[Information supplied]
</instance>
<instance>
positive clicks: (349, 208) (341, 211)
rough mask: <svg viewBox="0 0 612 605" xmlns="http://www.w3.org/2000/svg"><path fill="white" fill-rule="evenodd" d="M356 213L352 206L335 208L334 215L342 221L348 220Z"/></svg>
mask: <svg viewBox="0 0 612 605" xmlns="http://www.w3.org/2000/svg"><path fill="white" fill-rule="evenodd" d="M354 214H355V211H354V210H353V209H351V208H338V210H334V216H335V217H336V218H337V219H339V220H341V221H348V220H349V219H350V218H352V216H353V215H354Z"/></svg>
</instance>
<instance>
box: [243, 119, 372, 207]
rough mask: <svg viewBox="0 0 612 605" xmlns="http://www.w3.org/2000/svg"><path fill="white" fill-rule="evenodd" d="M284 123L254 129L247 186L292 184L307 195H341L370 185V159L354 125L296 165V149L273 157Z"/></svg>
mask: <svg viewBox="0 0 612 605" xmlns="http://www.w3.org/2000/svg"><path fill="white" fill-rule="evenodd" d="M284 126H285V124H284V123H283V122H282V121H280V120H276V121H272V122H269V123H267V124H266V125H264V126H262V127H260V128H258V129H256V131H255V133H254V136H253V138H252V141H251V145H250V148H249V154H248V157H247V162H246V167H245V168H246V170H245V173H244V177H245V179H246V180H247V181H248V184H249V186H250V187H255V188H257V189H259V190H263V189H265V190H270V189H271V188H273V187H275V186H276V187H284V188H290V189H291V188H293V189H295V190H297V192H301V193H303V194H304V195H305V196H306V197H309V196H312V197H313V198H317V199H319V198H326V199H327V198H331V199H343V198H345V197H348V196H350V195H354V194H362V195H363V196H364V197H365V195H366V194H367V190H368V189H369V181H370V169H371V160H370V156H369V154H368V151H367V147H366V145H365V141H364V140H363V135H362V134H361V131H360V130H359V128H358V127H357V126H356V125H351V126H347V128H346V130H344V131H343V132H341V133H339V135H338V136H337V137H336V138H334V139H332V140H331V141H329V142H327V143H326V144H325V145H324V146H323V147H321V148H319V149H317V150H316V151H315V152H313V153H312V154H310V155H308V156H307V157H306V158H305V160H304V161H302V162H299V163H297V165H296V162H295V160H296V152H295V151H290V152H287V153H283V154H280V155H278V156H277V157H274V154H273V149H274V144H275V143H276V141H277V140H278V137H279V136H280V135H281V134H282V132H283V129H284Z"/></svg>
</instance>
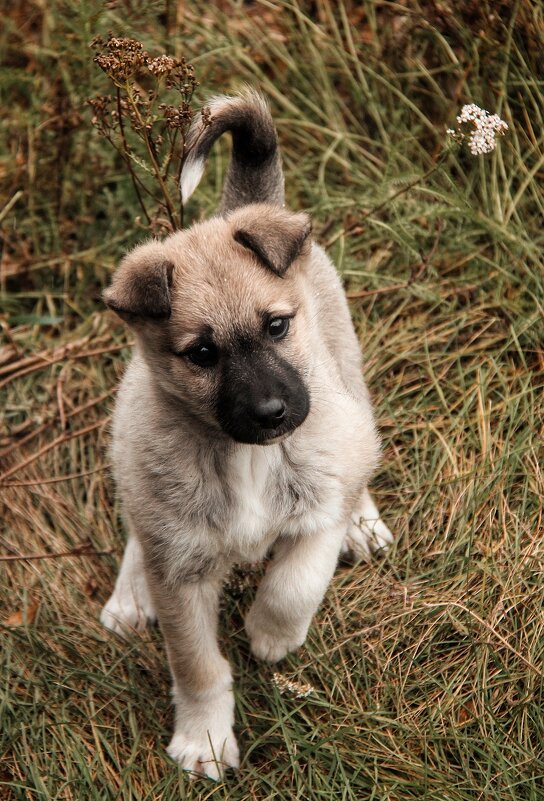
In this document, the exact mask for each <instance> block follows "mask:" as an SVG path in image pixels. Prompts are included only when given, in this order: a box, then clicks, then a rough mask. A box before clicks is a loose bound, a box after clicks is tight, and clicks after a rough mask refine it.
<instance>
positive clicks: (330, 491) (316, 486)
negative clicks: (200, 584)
mask: <svg viewBox="0 0 544 801" xmlns="http://www.w3.org/2000/svg"><path fill="white" fill-rule="evenodd" d="M228 487H229V492H228V497H229V502H228V504H227V509H228V512H227V515H228V524H227V526H226V530H225V532H224V536H225V537H226V538H227V540H228V541H229V546H230V548H231V549H232V550H233V551H238V552H239V554H240V557H241V558H244V559H253V558H255V559H259V558H261V557H262V556H263V555H264V552H265V551H266V550H267V548H268V547H269V546H270V545H271V544H272V542H273V541H274V539H276V537H277V536H278V535H279V534H289V533H292V534H301V533H311V531H312V530H315V529H316V528H318V527H321V526H322V525H323V524H326V519H327V518H328V517H331V516H334V515H335V514H336V511H337V508H338V498H337V497H336V496H337V491H336V487H335V486H334V482H332V481H331V480H328V477H327V476H326V475H324V474H323V473H322V471H321V470H320V469H319V467H318V466H311V465H301V464H297V465H295V464H293V463H292V462H291V461H290V460H289V459H287V458H286V457H285V455H284V454H283V452H282V450H281V449H280V447H279V446H278V447H274V446H272V447H260V448H255V447H248V448H240V449H239V450H238V451H237V452H236V453H235V454H234V455H233V456H232V457H231V459H230V462H229V466H228Z"/></svg>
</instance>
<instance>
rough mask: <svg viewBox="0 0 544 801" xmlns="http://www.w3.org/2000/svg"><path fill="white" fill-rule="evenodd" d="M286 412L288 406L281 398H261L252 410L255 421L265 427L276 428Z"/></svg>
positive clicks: (262, 427)
mask: <svg viewBox="0 0 544 801" xmlns="http://www.w3.org/2000/svg"><path fill="white" fill-rule="evenodd" d="M286 412H287V406H286V405H285V403H284V402H283V401H282V399H281V398H267V399H265V400H261V401H259V403H257V405H256V406H255V407H254V409H253V410H252V414H253V417H254V419H255V421H256V422H257V423H258V425H260V426H261V427H262V428H264V429H267V428H273V429H276V428H277V427H278V426H279V425H280V424H281V422H282V420H283V419H284V418H285V415H286Z"/></svg>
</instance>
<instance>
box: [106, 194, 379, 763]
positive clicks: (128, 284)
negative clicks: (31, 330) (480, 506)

[Problem]
Please restate the material word for word; the pictures stay out.

[Expected answer]
</instance>
<instance>
positive clicks: (349, 208) (341, 211)
rough mask: <svg viewBox="0 0 612 605" xmlns="http://www.w3.org/2000/svg"><path fill="white" fill-rule="evenodd" d="M356 213L352 206L335 208L334 215L342 221L348 220Z"/></svg>
mask: <svg viewBox="0 0 612 605" xmlns="http://www.w3.org/2000/svg"><path fill="white" fill-rule="evenodd" d="M354 214H355V211H354V210H353V209H351V208H338V210H334V216H335V217H336V218H337V219H339V220H341V221H348V220H349V219H350V218H352V216H353V215H354Z"/></svg>
</instance>
<instance>
box: [243, 119, 372, 207]
rough mask: <svg viewBox="0 0 612 605" xmlns="http://www.w3.org/2000/svg"><path fill="white" fill-rule="evenodd" d="M284 123L254 129L247 186L292 184L307 195H341L370 185V159L354 125L296 165V149L273 157Z"/></svg>
mask: <svg viewBox="0 0 612 605" xmlns="http://www.w3.org/2000/svg"><path fill="white" fill-rule="evenodd" d="M284 126H285V124H284V123H283V122H282V121H280V120H276V121H272V122H269V123H267V124H266V125H264V126H262V127H260V128H258V129H256V131H255V133H254V136H253V138H252V141H251V145H250V148H249V154H248V157H247V162H246V167H245V168H246V170H245V173H244V177H245V179H246V180H247V181H248V184H249V186H250V187H255V188H257V189H259V190H263V189H265V190H270V189H271V188H273V187H275V186H276V187H284V188H290V189H291V188H293V189H295V190H297V192H301V193H303V194H304V195H305V196H306V197H309V196H312V197H313V198H317V199H319V198H326V199H327V198H331V199H343V198H345V197H348V196H350V195H354V194H362V195H363V196H364V197H365V195H366V194H367V190H368V189H369V181H370V169H371V160H370V156H369V154H368V151H367V147H366V145H365V141H364V140H363V135H362V134H361V131H360V130H359V128H358V127H357V126H356V125H351V126H347V128H346V130H344V131H343V132H341V133H339V135H338V136H337V137H336V138H334V139H332V140H331V141H329V142H327V143H326V144H325V145H324V146H323V147H321V148H319V149H317V150H316V151H315V152H313V153H312V154H310V155H308V156H307V157H306V158H305V160H304V161H302V162H299V163H297V165H296V162H295V160H296V152H295V151H290V152H287V153H283V154H280V155H278V156H277V157H274V154H273V149H274V144H275V143H276V141H277V140H278V137H279V136H280V135H281V134H282V132H283V129H284Z"/></svg>
</instance>
In this document, the exact mask for each <instance> block follows "mask:" as an SVG path in image pixels. Prompts are included only when given, in this order: a box, then clicks, then a rough mask. A box before clicks is a loose bound, a box after clicks is tight, and clicks after a rough mask refine it.
<instance>
positive clicks: (330, 491) (316, 486)
negative clicks: (200, 584)
mask: <svg viewBox="0 0 544 801" xmlns="http://www.w3.org/2000/svg"><path fill="white" fill-rule="evenodd" d="M228 487H229V492H228V497H229V502H228V504H227V509H228V512H227V515H228V524H227V526H226V530H225V532H224V536H225V537H226V538H227V540H228V541H229V546H230V548H231V549H232V550H233V551H238V552H239V554H240V557H241V558H244V559H253V558H255V559H259V558H261V557H262V556H263V555H264V552H265V551H266V550H267V548H268V547H269V546H270V545H271V544H272V542H273V541H274V539H276V537H277V536H278V535H279V534H289V533H292V534H301V533H311V531H312V530H315V529H316V528H318V527H321V526H322V525H323V524H326V519H327V518H328V517H331V516H334V515H335V514H336V511H337V508H338V498H337V497H336V496H337V491H336V487H335V486H334V482H332V481H331V480H328V477H327V476H326V475H324V474H323V473H322V471H321V470H320V469H319V467H318V466H311V465H301V464H297V465H295V464H293V463H292V462H291V461H290V460H289V459H287V458H286V457H285V455H284V454H283V452H282V450H281V449H280V447H279V446H278V447H274V446H272V447H260V448H255V447H248V448H240V449H239V450H238V451H237V452H236V453H235V454H234V455H233V456H232V457H231V459H230V462H229V466H228Z"/></svg>
</instance>
<instance>
rough mask: <svg viewBox="0 0 544 801" xmlns="http://www.w3.org/2000/svg"><path fill="white" fill-rule="evenodd" d="M286 412L288 406L281 398H261L252 410L255 421L265 427L276 428Z"/></svg>
positive clicks: (262, 427)
mask: <svg viewBox="0 0 544 801" xmlns="http://www.w3.org/2000/svg"><path fill="white" fill-rule="evenodd" d="M286 412H287V406H286V405H285V403H284V402H283V401H282V399H281V398H267V399H265V400H261V401H259V403H257V405H256V406H255V407H254V409H253V410H252V414H253V417H254V419H255V421H256V422H257V423H258V425H260V426H261V427H262V428H264V429H267V428H273V429H276V428H277V427H278V426H279V425H280V424H281V422H282V420H283V419H284V418H285V415H286Z"/></svg>
</instance>
<instance>
box: [106, 194, 379, 763]
positive clicks: (128, 284)
negative clicks: (31, 330) (480, 506)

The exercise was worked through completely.